* **DOCUMENT**:

Abandon de poste : ce qu’il faut savoir

Le 12 janvier 2022 par Florence SIX,

ACTUALITE JURIDIQUE

L’abandon de poste est souvent l’ultime recours du salarié qui souhaite mettre un terme à son contrat de travail sans démissionner. En effet, contrairement à la démission, l’abandon de poste permet au salarié de bénéficier de l’ARE (allocations de retour à l’emploi). Rappelons que l’indemnisation pôle emploi est soumise à plusieurs conditions applicables au bénéficiaire notamment : être dans une situation de chômage involontaire ; ne pas avoir atteint l’âge légal du départ à la retraite ; être inscrit en tant que demandeur d’emploi dans les douze mois qui suivent la perte d’un travail ; rechercher activement un emploi. Il existe d’autres modes de rupture du contrat de travail permettant au salarié de percevoir l’ARE, mais ils nécessitent l’accord de l’employeur (rupture conventionnelle) ou bien une décision de justice (prise d’acte). L’abandon de poste est une situation délicate pour l’employeur mais aussi pour le salarié car elle impacte la bonne organisation de l’entreprise et peut avoir des conséquences financières importantes pour le salarié. Quels sont les recours de l’entreprise face à cette situation ? Quels sont les risques pour le salarié ? Ce guide pratique répond à toutes vos questions !

* **EXERCICE À TRAITER**:
Réécrivez de façon plus courte le paragraphe de l'article qui commence par « L'abandon de poste est souvent l'ultime recours », en gardant ses faits principaux. La liste qui suit n'a aucun lien avec l'article.

(Données sur l'emplacement d'objets)
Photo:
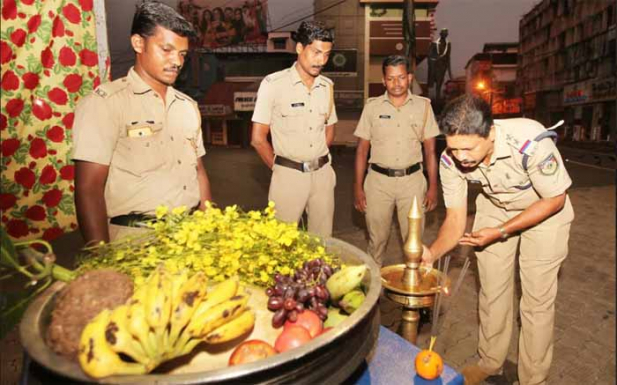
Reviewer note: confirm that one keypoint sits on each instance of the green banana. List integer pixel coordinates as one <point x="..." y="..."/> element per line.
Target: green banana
<point x="345" y="280"/>
<point x="352" y="300"/>
<point x="184" y="304"/>
<point x="233" y="329"/>
<point x="121" y="340"/>
<point x="335" y="317"/>
<point x="139" y="328"/>
<point x="158" y="304"/>
<point x="96" y="357"/>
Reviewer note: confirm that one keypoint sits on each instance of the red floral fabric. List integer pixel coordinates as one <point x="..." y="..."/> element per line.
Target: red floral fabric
<point x="49" y="60"/>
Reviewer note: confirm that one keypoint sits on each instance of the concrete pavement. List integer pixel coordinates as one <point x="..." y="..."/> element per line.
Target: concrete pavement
<point x="585" y="322"/>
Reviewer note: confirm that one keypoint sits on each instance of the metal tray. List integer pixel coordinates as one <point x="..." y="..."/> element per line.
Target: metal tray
<point x="329" y="358"/>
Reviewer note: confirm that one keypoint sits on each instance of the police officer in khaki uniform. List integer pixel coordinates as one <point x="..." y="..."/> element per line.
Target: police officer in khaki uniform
<point x="137" y="141"/>
<point x="394" y="127"/>
<point x="523" y="205"/>
<point x="296" y="106"/>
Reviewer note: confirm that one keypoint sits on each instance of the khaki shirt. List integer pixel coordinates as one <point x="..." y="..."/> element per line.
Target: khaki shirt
<point x="296" y="115"/>
<point x="396" y="133"/>
<point x="152" y="149"/>
<point x="505" y="181"/>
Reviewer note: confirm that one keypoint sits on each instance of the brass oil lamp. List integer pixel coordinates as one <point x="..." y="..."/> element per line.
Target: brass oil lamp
<point x="409" y="284"/>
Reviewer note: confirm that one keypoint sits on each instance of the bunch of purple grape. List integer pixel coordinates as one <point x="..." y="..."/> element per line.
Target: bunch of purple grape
<point x="305" y="289"/>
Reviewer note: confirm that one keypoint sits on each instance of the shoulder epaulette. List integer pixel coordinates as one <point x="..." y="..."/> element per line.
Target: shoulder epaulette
<point x="327" y="80"/>
<point x="421" y="97"/>
<point x="445" y="160"/>
<point x="276" y="75"/>
<point x="525" y="147"/>
<point x="183" y="96"/>
<point x="106" y="90"/>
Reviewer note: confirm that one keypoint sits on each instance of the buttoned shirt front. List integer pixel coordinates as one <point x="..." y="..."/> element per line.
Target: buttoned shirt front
<point x="297" y="115"/>
<point x="396" y="133"/>
<point x="151" y="145"/>
<point x="504" y="180"/>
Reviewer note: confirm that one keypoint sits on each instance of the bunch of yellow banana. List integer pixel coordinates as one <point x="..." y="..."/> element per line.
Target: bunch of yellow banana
<point x="166" y="317"/>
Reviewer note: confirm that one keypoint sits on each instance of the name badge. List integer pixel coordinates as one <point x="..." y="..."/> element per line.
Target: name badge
<point x="139" y="132"/>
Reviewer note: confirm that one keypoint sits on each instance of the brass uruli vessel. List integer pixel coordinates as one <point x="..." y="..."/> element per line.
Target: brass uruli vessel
<point x="409" y="284"/>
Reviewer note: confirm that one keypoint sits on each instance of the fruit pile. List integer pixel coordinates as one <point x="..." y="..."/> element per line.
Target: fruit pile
<point x="305" y="289"/>
<point x="166" y="317"/>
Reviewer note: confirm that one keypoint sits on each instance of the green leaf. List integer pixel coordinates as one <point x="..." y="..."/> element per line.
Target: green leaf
<point x="44" y="31"/>
<point x="67" y="205"/>
<point x="34" y="64"/>
<point x="13" y="306"/>
<point x="8" y="253"/>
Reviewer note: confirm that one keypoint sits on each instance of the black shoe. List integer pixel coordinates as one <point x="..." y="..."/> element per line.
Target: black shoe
<point x="498" y="379"/>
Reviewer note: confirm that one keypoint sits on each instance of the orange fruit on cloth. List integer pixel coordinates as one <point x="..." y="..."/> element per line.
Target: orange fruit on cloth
<point x="429" y="364"/>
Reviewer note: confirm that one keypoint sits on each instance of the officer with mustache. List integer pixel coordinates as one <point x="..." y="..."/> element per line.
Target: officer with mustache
<point x="395" y="127"/>
<point x="296" y="106"/>
<point x="137" y="140"/>
<point x="523" y="215"/>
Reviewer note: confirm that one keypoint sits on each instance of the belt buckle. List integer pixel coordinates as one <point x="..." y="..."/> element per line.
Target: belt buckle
<point x="310" y="166"/>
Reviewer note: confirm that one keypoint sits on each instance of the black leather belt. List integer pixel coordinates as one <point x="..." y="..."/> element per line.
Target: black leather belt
<point x="138" y="220"/>
<point x="313" y="165"/>
<point x="132" y="220"/>
<point x="396" y="172"/>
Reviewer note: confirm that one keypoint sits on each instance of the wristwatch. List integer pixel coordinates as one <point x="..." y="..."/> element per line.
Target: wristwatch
<point x="503" y="232"/>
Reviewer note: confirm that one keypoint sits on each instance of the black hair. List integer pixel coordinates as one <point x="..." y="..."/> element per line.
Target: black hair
<point x="309" y="31"/>
<point x="395" y="60"/>
<point x="467" y="115"/>
<point x="152" y="14"/>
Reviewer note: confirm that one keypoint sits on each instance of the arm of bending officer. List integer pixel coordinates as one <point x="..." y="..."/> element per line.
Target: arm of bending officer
<point x="204" y="184"/>
<point x="530" y="217"/>
<point x="449" y="234"/>
<point x="259" y="141"/>
<point x="430" y="159"/>
<point x="329" y="134"/>
<point x="360" y="170"/>
<point x="90" y="180"/>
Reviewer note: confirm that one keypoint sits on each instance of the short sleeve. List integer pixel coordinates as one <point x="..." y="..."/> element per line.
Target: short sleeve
<point x="431" y="129"/>
<point x="94" y="131"/>
<point x="546" y="169"/>
<point x="332" y="118"/>
<point x="199" y="140"/>
<point x="453" y="184"/>
<point x="264" y="103"/>
<point x="363" y="129"/>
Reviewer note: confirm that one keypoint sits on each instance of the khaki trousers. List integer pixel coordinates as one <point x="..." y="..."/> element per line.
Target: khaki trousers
<point x="293" y="191"/>
<point x="383" y="194"/>
<point x="117" y="232"/>
<point x="543" y="248"/>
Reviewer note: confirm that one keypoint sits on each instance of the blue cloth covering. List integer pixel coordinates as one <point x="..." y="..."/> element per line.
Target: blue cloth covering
<point x="393" y="363"/>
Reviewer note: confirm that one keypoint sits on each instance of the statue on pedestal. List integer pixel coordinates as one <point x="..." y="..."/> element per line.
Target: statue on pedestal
<point x="439" y="63"/>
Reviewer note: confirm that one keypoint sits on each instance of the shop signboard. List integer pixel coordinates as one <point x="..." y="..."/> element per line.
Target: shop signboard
<point x="342" y="63"/>
<point x="604" y="89"/>
<point x="244" y="101"/>
<point x="576" y="93"/>
<point x="214" y="109"/>
<point x="225" y="24"/>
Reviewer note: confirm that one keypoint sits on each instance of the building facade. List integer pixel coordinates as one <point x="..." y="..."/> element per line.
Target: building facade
<point x="567" y="67"/>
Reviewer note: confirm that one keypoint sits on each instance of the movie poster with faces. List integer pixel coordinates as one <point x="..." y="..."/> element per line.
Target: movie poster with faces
<point x="227" y="23"/>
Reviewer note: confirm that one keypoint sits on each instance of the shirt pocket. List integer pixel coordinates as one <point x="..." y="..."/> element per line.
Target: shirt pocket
<point x="141" y="154"/>
<point x="293" y="116"/>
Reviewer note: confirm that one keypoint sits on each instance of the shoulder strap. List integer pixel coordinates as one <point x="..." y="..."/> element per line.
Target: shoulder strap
<point x="543" y="135"/>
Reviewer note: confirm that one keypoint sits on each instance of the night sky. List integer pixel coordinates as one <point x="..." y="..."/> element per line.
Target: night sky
<point x="471" y="23"/>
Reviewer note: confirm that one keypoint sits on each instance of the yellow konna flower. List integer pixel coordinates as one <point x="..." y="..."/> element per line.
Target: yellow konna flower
<point x="161" y="211"/>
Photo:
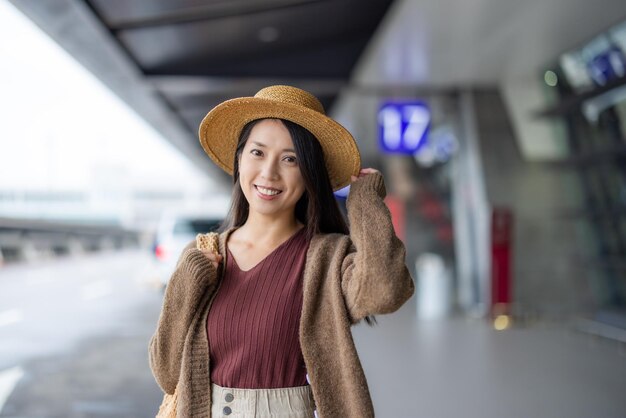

* **CORRIGÉ**:
Le salarié choisit souvent l'abandon de poste pour quitter son emploi sans démissionner. Contrairement à la démission, cela lui donne droit à l'ARE. Pour être indemnisé par Pôle emploi, il faut notamment :
- être au chômage involontaire ;
- ne pas avoir atteint l'âge légal de la retraite ;
- s'inscrire comme demandeur d'emploi dans les douze mois qui suivent la perte du travail ;
- chercher activement un emploi.

D'autres ruptures du contrat ouvrent aussi droit à l'ARE, mais elles demandent l'accord de l'employeur (rupture conventionnelle) ou une décision de justice (prise d'acte). L'abandon de poste est délicat pour les deux parties. Il gêne l'organisation de l'entreprise et peut coûter cher au salarié.